WHAT TO WORK ON: Your answer should consist of every line in the records that holds "burner".

── RECORD EXCERPTS ──

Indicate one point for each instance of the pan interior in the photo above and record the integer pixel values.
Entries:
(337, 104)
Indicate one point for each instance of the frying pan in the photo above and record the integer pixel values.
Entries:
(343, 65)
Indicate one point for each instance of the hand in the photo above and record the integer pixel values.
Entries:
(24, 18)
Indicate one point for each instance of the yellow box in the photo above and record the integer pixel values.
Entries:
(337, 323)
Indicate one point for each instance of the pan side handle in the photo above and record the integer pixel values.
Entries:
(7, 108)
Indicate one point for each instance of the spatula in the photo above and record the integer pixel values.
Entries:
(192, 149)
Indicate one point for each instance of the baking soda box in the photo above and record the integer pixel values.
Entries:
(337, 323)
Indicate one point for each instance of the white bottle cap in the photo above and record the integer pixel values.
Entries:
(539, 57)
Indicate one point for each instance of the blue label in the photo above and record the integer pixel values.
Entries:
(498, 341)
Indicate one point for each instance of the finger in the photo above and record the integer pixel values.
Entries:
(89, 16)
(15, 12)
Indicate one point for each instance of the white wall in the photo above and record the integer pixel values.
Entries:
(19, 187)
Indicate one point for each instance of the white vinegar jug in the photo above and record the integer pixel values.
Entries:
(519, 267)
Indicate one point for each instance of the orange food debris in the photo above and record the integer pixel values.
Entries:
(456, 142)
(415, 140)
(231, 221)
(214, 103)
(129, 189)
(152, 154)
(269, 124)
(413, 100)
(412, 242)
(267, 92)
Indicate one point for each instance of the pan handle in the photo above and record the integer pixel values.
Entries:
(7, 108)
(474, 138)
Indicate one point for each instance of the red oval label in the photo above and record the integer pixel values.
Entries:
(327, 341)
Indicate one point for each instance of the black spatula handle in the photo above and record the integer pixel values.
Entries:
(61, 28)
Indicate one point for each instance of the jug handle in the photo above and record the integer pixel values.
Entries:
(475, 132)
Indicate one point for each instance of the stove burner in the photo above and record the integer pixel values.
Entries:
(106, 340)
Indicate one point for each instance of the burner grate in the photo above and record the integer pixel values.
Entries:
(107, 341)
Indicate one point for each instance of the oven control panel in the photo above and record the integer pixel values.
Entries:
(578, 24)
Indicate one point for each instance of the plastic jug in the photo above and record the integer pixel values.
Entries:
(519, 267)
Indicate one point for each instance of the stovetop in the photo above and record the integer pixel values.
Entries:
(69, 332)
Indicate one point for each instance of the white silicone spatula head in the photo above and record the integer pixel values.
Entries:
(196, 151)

───

ANSWER SPACE:
Indicate one point for each instance of the stove burner in the photo above and record the integer pixel values.
Indicate one point for each instance of the burner grate in the photo above and record the integer pixel values.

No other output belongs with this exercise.